GIVEN TASK » Reproduce the records below verbatim, line for line, and leave the pictures out of your copy.
-------------------------
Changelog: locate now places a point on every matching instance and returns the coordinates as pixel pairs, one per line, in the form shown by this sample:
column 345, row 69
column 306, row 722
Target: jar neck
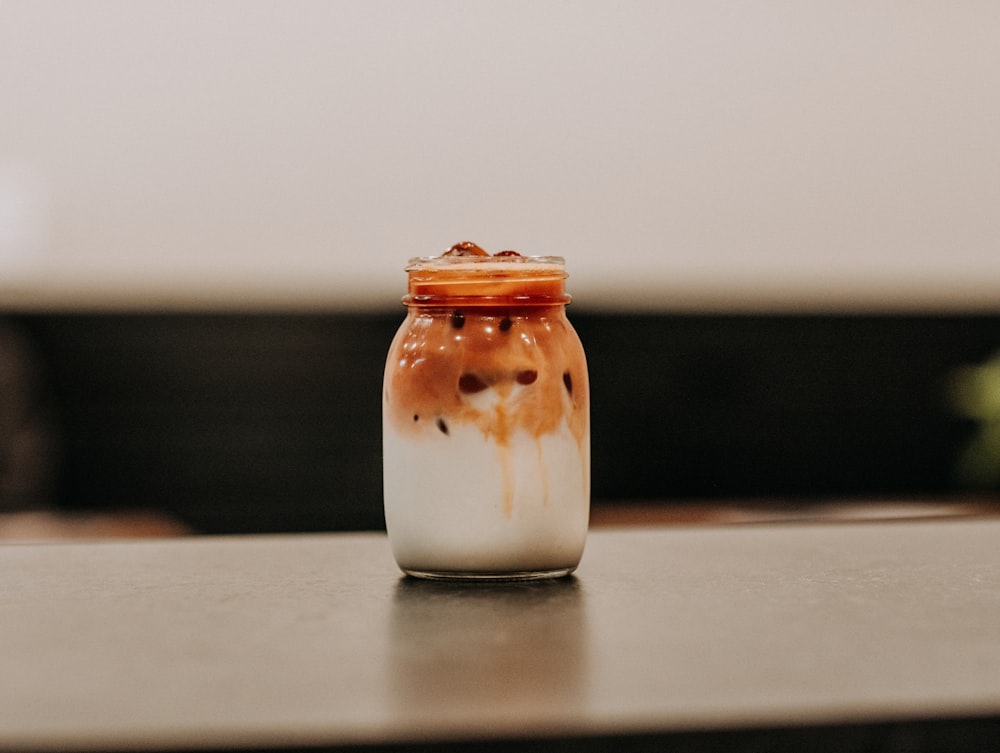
column 487, row 285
-------------------------
SOLUTION TO THIS EXERCISE »
Changelog: locate now places a point on every matching instance and returns the coordinates as pixel pairs, one per line, in the form shown by this sample:
column 345, row 69
column 306, row 722
Target: jar neck
column 487, row 285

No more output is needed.